_EXCERPTED TEXT_.
Minutes from the Federal Reserve’s policy meeting earlier this month released Wednesday showed signs the central bank is set to shift away from its campaign of raising interest rates by 0.75% at its policy meeting next month.

“A number of participants observed that, as monetary policy approached a stance that was sufficiently restrictive to achieve the Committee’s goals, it would become appropriate to slow the pace of increase in the target range for the federal funds rate,” the minutes showed.

“In addition, a substantial majority of participants judged that a slowing in the pace of increase would likely soon be appropriate.”

The minutes showed that while the pace of rate hikes might slow, how high the Fed ultimately raises interest rates during its current cycle has likely increased in recent months.

Federal Reserve Board Chairman Jerome Powell speaks during a news conference following a closed two-day meeting of the Federal Open Market Committee on interest rate policy in Washington, U.S., November 2, 2022. REUTERS/Elizabeth Frantz

Officials noted that persistent inflation suggests rates will likely settle at levels “somewhat higher than they had previously expected.”

Following the release of these minutes, stocks pushed higher on Wednesday afternoon.

In the minutes, officials noted that with the policy rate approaching a “sufficiently restrictive” stance, the level the Fed ultimately raises interest rates to has become more important than the pace of rate hikes.

“Participants agreed that communicating this distinction to the public was important in order to reinforce the Committee’s strong commitment to returning inflation to the 2 percent objective,” according to the minutes.

_PROVIDED INFORMATION_.

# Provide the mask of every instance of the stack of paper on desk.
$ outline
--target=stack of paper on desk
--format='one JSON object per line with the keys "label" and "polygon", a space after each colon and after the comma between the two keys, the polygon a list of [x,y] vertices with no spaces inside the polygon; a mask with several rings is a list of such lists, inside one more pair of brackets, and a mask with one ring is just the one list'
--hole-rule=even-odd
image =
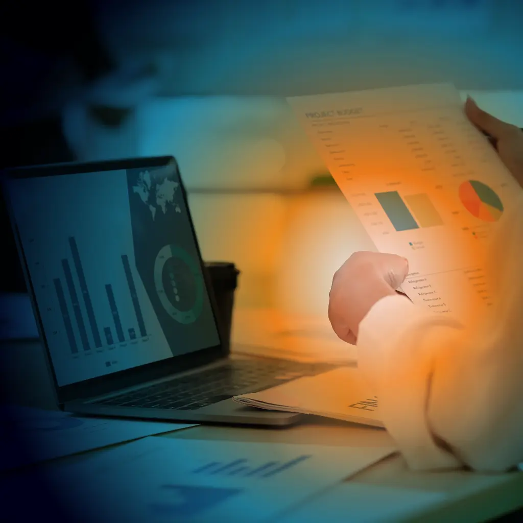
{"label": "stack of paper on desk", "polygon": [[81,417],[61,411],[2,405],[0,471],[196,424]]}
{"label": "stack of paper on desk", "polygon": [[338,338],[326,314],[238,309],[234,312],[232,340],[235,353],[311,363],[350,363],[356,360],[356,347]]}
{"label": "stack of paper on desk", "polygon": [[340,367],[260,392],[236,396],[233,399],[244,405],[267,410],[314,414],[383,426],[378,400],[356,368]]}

...

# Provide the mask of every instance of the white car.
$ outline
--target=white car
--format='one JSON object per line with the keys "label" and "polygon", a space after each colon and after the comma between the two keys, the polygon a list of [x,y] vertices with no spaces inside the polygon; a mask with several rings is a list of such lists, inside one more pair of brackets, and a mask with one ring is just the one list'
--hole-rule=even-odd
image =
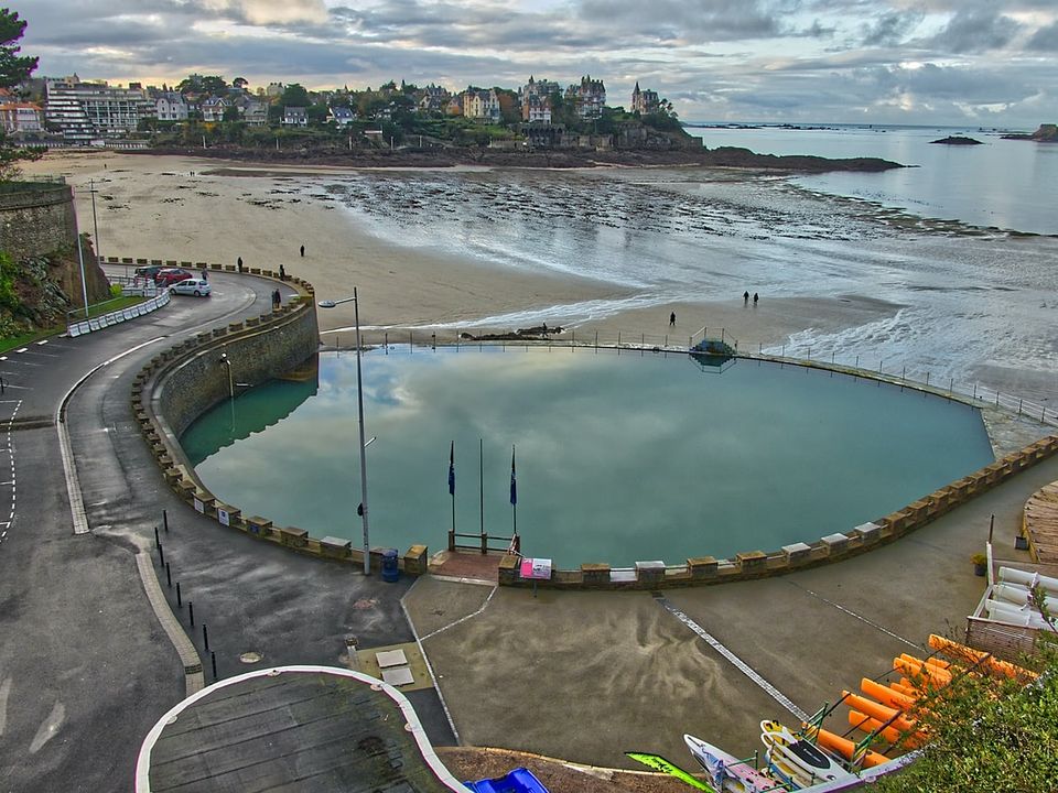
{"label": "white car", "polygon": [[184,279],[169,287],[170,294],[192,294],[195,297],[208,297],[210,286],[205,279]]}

_YOUR TASK_. Rewrite the Fed minutes excerpt from "The minutes showed that" to "in recent months.", renaming "rate hikes" to "rate increases" at every occurrence.

_ANSWER TO THIS TASK_.
The minutes showed that while the pace of rate increases might slow, how high the Fed ultimately raises interest rates during its current cycle has likely increased in recent months.